Write out every one of the following rows word for word, with nothing changed, added, or left out.
"""
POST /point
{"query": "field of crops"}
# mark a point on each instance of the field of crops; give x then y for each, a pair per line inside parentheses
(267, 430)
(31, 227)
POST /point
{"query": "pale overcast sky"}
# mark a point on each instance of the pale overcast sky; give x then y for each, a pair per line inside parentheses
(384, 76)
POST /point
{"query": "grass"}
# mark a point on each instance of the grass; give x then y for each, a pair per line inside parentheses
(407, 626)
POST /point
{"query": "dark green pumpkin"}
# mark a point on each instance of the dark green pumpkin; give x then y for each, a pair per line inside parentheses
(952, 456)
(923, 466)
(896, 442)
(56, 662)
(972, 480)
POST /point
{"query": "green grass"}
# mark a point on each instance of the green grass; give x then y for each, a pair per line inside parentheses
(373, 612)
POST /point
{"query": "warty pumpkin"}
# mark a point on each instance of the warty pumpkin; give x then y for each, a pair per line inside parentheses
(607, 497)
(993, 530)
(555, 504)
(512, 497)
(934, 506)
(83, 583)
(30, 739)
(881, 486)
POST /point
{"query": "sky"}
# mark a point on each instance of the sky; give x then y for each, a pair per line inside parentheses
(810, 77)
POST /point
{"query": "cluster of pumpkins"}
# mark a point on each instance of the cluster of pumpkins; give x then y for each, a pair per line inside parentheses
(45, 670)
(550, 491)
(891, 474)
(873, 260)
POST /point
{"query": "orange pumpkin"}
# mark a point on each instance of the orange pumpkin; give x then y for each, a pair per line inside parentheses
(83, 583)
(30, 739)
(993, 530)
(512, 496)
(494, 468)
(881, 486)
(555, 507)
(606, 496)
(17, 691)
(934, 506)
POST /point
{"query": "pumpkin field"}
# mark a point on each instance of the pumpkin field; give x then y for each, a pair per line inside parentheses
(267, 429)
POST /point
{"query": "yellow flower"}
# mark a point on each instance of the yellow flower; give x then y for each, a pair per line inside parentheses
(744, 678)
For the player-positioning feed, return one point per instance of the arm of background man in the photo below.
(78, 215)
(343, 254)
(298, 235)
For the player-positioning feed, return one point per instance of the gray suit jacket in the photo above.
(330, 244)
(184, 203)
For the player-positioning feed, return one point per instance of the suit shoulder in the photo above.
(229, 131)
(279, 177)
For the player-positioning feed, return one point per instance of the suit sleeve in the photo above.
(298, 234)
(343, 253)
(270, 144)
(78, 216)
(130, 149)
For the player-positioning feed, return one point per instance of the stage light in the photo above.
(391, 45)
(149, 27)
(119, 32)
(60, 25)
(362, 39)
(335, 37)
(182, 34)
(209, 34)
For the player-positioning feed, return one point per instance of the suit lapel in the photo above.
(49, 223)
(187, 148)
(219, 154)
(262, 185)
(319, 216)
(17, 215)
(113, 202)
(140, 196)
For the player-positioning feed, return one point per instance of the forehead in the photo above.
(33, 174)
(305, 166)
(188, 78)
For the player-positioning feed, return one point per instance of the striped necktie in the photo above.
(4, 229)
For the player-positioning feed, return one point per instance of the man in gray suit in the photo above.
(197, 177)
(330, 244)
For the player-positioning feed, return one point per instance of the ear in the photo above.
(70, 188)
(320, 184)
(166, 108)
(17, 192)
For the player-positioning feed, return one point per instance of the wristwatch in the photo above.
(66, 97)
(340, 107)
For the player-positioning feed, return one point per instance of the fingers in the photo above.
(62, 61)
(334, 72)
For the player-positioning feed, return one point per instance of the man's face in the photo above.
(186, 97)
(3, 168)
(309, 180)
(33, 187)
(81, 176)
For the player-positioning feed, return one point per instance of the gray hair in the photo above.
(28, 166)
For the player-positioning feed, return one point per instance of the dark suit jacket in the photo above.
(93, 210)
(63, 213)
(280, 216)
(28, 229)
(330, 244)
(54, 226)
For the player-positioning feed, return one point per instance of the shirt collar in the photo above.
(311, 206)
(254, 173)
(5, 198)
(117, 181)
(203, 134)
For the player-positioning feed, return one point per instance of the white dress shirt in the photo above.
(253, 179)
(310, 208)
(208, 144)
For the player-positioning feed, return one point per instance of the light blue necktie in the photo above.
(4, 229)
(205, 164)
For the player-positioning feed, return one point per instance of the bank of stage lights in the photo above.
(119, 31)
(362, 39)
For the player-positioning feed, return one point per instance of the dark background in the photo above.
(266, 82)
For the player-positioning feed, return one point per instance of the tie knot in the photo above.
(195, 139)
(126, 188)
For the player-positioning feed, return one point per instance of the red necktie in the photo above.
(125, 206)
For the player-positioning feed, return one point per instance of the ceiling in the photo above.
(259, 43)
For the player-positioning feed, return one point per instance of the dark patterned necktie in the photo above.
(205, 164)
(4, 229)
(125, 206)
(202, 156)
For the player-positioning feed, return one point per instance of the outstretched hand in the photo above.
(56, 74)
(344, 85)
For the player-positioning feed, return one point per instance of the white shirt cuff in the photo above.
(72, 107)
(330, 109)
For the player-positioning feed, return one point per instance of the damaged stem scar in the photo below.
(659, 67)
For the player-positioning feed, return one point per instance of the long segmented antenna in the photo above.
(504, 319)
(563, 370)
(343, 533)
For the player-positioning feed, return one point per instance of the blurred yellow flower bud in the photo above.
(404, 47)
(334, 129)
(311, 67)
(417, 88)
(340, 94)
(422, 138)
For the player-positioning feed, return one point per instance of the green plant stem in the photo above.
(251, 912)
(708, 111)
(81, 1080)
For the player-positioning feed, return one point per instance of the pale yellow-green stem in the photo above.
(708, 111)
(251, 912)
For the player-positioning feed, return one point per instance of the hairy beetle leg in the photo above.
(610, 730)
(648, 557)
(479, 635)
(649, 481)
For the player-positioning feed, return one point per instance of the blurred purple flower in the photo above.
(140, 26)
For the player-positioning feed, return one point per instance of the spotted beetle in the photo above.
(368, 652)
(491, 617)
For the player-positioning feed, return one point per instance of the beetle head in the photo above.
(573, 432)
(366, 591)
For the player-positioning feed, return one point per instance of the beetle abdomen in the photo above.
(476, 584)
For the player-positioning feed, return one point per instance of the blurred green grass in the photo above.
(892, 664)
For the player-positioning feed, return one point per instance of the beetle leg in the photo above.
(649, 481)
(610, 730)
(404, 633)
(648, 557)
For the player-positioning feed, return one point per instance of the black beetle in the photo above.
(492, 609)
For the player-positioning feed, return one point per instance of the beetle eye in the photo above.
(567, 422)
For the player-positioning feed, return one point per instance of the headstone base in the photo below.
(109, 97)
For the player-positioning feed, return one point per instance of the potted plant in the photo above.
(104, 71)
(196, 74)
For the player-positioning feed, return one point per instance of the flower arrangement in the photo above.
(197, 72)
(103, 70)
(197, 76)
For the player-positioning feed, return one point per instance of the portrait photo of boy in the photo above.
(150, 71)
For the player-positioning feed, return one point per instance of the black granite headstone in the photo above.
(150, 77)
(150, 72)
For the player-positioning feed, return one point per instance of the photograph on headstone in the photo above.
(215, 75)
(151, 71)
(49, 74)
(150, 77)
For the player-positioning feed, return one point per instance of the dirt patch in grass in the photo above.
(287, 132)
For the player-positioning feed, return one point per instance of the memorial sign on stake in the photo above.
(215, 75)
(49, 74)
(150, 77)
"""
▶ _Full output_:
POST /point
{"query": "field of crops"}
# mark a point on each instance of the field of crops; give x then y for each, a pair per line inside parentheses
(267, 430)
(31, 227)
POST /point
{"query": "pale overcast sky"}
# mark a point on each instance of the pale overcast sky; give x then y for each, a pair per line inside parentheses
(384, 76)
POST /point
{"query": "grass"}
# mark a point on each instance of the grass; give x then y for each, a pair per line inside parentheses
(407, 626)
POST /point
{"query": "dark green pumpkin"}
# mark a point on each instance of the dark green pumpkin; give x then y for each, a pair per line inside parentheses
(952, 456)
(923, 466)
(896, 442)
(56, 662)
(972, 480)
POST /point
{"query": "green grass"}
# mark a point on each instance of the green grass; give x then y for each, a pair per line inside parentheses
(373, 612)
POST /point
{"query": "warty pumpkin"}
# mark a point on each instance of the warty pumpkin; give x then y for each, a pair per line inside parentheses
(607, 497)
(993, 530)
(555, 504)
(512, 497)
(934, 506)
(83, 583)
(30, 739)
(881, 486)
POST /point
{"query": "sky"}
# mark a point on each instance of the sky; give x then y for each, a pair per line inside parentheses
(810, 77)
POST /point
{"query": "cluster of pumpkins"}
# mark a point on each instance of the cluster of pumpkins; give x then y for each, a pair per line inside parentheses
(45, 670)
(550, 491)
(891, 474)
(873, 260)
POST /point
{"query": "orange pumpkin"}
# mark a point on each instance of the orange pumpkin; give x then y for each, a pair per line inside parentheses
(83, 583)
(30, 739)
(993, 530)
(512, 496)
(494, 468)
(881, 486)
(555, 507)
(606, 496)
(17, 691)
(934, 506)
POST /point
{"query": "pumpkin field"}
# mark a point on each instance of the pumpkin field; give x then y for each, a pair per line inside parentheses
(267, 429)
POST /point
{"query": "yellow flower"}
# mark a point on each instance of the yellow flower; give x then y for each, a pair per line inside parentheses
(744, 678)
For the player-positioning feed, return one point per instance of the arm of background man in the photo below.
(78, 215)
(343, 254)
(298, 235)
For the player-positioning feed, return one point per instance of the gray suit jacket in the photo above.
(330, 244)
(184, 203)
For the player-positioning feed, return one point per instance of the suit shoulder in the photo above.
(229, 131)
(279, 177)
For the player-positioning feed, return one point per instance of the suit sleeve in the photo above.
(298, 234)
(343, 253)
(270, 144)
(78, 216)
(130, 149)
For the player-positioning feed, return one point per instance of the stage light in the photo above.
(391, 45)
(149, 27)
(119, 32)
(60, 25)
(362, 39)
(335, 37)
(182, 34)
(209, 34)
For the player-positioning feed, return one point per instance of the suit lapel in the photo above.
(49, 223)
(187, 148)
(219, 154)
(262, 185)
(319, 216)
(17, 215)
(113, 202)
(140, 196)
For the player-positioning feed, return one point per instance of the forehead in the photo above.
(33, 174)
(305, 166)
(188, 78)
For the player-positioning feed, return one point per instance of the striped necktie in the photo above.
(4, 229)
For the player-positioning feed, return one point per instance of the man in gray suit in the photo above.
(197, 177)
(330, 244)
For the player-positioning feed, return one point per instance of the ear in the photo above.
(70, 188)
(320, 184)
(166, 108)
(17, 192)
For the player-positioning feed, return one point per instance of the wristwatch in the photo above.
(66, 97)
(340, 107)
For the player-positioning feed, return one point per instance of the fingers in the photo above.
(62, 61)
(334, 72)
For the player-positioning feed, return one point per instance of the man's face in the photo above.
(186, 97)
(3, 168)
(309, 180)
(33, 187)
(81, 176)
For the player-positioning feed, return one point per instance of the gray hair in the photo above.
(28, 166)
For the player-positioning feed, return one point per instance of the dark suit jacket in the photo above.
(93, 210)
(63, 213)
(280, 216)
(28, 229)
(330, 244)
(54, 226)
For the player-positioning feed, return one point per instance of the shirt collar in the photo above.
(311, 206)
(254, 173)
(5, 198)
(117, 181)
(203, 134)
For the player-positioning feed, return one point per instance of the white dress shirt in the photo above.
(253, 179)
(310, 208)
(208, 144)
For the player-positioning feed, return one point per instance of the light blue necktie in the photo above.
(4, 229)
(205, 164)
For the player-positioning feed, return one point per instance of the bank of stage lights in the photo above.
(119, 31)
(362, 39)
For the player-positioning feed, return one point per instance of the dark background in the photo above.
(266, 82)
For the player-positioning feed, return one point per instance of the tie knot in the photo above.
(195, 139)
(126, 188)
For the player-positioning feed, return one point per instance of the red necktie in the photo above.
(125, 206)
For the player-positioning feed, return one point per instance of the ceiling in the photo above.
(259, 43)
For the player-positioning feed, return one point per instance of the dark patterned necktie in the photo above.
(205, 164)
(4, 229)
(125, 206)
(202, 156)
For the player-positioning feed, return one point per instance of the outstretched hand in the photo above.
(56, 74)
(344, 85)
For the player-positioning feed, return one point per instance of the white shirt cuff in the photo above.
(72, 107)
(330, 109)
For the player-positioning feed, return one point per instance of the damaged stem scar in the photo below.
(659, 67)
For the player-positioning feed, return one point per instance of the long segmented antenna in the photo above.
(504, 319)
(563, 370)
(343, 533)
For the player-positioning feed, return one point per instance of the blurred yellow flower bud in the photo above.
(404, 47)
(334, 129)
(311, 67)
(417, 88)
(340, 94)
(422, 138)
For the player-positioning feed, return one point per instance of the green plant stem in the photo above.
(251, 912)
(708, 111)
(81, 1080)
For the player-positioning feed, return one point per instance of the pale yellow-green stem in the photo above.
(708, 111)
(251, 912)
For the player-positioning feed, return one point per instance of the hairy beetle leg in the photo above.
(610, 730)
(648, 557)
(479, 635)
(649, 481)
For the player-positioning feed, return one point per instance of the blurred purple flower in the photo above.
(140, 26)
For the player-positioning feed, return one point per instance of the spotted beetle in the photo above.
(368, 652)
(491, 617)
For the player-positioning feed, return one point per instance of the beetle head in the photo above.
(573, 432)
(366, 591)
For the player-positioning feed, return one point per instance of the beetle abdomen in the photo above.
(476, 584)
For the player-positioning feed, return one point per instance of the blurred green grass in the photo above.
(892, 664)
For the player-positioning feed, return one point per instance of the beetle leg in the photo above.
(649, 481)
(610, 730)
(404, 633)
(648, 557)
For the player-positioning feed, return one point per instance of the black beetle in the photo above.
(492, 609)
For the player-positioning feed, return one point per instance of the beetle eye in the photo above.
(567, 422)
For the player-positioning feed, return one point per instance of the headstone base in the photo below.
(109, 97)
For the player-positioning feed, return one point per instance of the potted plant in the photo above.
(104, 71)
(196, 74)
For the player-positioning feed, return one point per instance of the flower arrangement in the photo above.
(197, 72)
(103, 70)
(197, 76)
For the player-positioning feed, return one point per instance of the portrait photo of boy in the photo above.
(150, 71)
For the player-positioning feed, return one point per instance of the black granite headstone in the photo above.
(150, 77)
(150, 72)
For the player-positioning feed, return one point per instance of the photograph on headstone in the photo above.
(215, 75)
(151, 71)
(49, 74)
(150, 77)
For the player-positioning feed, return one point per instance of the dirt patch in grass in the photo above.
(287, 132)
For the player-positioning feed, return one point per instance of the memorial sign on stake in the photo above.
(215, 75)
(49, 74)
(150, 77)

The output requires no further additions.